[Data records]

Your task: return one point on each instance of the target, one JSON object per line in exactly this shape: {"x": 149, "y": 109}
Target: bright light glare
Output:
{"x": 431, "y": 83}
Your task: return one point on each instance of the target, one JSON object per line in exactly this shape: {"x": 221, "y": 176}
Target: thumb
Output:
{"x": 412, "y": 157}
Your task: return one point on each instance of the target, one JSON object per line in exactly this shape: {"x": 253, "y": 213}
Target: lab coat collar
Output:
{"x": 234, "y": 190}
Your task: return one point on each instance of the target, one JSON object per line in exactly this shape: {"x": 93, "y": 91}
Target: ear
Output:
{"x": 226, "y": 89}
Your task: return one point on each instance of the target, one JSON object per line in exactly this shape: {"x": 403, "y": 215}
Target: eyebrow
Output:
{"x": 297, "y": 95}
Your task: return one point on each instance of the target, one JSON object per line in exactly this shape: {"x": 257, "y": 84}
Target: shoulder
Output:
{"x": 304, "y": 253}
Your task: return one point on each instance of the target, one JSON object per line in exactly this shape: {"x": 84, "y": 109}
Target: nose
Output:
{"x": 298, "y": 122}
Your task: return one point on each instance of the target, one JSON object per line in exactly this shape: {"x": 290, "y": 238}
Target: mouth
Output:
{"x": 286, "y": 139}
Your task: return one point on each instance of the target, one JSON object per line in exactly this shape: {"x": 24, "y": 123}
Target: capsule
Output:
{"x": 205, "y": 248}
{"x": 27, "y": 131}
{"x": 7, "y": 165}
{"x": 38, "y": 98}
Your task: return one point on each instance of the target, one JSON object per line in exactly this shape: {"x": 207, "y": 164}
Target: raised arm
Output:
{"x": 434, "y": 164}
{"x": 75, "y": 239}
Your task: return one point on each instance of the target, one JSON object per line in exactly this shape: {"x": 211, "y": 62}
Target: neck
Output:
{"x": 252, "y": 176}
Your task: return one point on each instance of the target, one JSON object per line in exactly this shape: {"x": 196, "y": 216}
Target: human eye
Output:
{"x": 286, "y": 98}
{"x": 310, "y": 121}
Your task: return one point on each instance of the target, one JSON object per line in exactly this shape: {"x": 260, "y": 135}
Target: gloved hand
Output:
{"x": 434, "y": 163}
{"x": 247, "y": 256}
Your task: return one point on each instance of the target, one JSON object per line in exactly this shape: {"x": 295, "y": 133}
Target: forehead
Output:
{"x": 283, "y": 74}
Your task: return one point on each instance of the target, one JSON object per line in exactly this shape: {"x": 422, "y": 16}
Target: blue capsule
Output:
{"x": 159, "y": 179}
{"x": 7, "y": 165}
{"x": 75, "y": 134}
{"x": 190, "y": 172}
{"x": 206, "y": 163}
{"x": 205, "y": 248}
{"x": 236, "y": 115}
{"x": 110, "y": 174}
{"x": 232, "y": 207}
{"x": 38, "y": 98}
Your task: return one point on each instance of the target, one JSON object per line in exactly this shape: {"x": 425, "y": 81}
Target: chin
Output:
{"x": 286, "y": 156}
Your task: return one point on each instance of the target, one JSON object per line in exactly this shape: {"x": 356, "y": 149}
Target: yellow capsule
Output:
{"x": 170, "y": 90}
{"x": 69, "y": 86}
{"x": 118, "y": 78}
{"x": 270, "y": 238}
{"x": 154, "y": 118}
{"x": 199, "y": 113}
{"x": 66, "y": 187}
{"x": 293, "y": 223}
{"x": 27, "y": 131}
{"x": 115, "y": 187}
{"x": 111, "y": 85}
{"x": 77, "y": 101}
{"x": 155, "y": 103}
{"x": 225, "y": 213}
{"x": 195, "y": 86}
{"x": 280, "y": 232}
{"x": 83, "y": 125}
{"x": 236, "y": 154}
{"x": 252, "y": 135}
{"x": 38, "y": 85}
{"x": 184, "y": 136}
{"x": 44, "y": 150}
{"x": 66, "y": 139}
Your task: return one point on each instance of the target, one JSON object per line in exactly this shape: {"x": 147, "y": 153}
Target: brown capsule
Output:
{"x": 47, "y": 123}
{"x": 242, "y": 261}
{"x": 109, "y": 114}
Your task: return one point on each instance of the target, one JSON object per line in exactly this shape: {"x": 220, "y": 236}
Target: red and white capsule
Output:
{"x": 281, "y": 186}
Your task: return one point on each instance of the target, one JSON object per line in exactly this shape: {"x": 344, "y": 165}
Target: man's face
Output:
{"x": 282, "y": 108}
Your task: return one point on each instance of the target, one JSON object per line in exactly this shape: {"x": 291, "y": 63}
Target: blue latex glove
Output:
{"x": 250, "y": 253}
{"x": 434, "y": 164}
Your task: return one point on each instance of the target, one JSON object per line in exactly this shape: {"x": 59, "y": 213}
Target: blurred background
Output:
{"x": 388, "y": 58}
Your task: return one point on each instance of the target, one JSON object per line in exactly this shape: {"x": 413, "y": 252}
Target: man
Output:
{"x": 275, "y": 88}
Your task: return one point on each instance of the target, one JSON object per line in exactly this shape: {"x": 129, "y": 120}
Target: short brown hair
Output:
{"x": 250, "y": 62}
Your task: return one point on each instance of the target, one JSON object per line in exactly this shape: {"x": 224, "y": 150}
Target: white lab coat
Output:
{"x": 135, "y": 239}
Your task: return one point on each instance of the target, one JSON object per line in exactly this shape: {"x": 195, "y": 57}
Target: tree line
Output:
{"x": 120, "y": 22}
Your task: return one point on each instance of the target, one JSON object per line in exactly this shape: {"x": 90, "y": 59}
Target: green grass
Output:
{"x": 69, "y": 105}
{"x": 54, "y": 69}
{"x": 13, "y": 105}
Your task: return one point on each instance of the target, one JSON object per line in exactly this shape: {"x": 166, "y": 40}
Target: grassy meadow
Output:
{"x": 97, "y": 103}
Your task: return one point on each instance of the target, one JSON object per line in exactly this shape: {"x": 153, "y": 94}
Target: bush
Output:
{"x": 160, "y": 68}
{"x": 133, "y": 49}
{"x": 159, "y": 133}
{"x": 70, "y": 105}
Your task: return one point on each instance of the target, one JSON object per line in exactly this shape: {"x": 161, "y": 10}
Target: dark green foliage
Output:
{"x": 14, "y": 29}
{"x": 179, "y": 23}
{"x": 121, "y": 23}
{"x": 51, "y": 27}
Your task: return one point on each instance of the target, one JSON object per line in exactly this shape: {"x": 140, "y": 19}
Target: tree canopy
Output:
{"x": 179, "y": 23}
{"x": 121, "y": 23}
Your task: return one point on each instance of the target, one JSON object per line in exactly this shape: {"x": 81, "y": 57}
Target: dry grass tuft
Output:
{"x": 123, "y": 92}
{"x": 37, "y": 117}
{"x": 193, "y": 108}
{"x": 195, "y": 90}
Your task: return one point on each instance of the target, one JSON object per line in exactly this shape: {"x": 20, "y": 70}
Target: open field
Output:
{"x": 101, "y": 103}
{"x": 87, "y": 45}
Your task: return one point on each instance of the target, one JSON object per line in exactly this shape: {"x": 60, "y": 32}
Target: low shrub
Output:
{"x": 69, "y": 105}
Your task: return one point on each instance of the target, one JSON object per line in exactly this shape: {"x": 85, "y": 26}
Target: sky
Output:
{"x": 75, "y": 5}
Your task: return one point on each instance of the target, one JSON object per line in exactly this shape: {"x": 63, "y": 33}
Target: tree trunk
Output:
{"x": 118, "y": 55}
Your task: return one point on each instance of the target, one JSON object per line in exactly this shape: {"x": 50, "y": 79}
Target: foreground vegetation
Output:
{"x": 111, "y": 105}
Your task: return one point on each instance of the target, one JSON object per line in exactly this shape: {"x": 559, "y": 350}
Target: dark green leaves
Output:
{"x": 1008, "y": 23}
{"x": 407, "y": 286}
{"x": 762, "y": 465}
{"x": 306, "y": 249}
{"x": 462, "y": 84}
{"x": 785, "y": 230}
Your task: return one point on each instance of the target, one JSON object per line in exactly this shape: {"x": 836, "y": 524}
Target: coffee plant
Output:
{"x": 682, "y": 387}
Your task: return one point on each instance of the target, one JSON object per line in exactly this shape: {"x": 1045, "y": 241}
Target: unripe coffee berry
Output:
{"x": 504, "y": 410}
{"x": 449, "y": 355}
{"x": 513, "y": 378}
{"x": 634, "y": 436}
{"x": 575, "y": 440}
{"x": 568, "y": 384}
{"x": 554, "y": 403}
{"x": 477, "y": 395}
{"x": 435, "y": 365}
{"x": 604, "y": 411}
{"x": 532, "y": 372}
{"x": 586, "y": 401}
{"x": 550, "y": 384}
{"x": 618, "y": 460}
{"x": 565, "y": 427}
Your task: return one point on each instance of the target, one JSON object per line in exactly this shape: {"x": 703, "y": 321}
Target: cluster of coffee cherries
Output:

__Exercise description__
Report each line of the data above that contains the string "blue", copying every such line in full. The match is case-sensitive.

__Answer to the problem__
Target: blue capsule
Target: blue latex glove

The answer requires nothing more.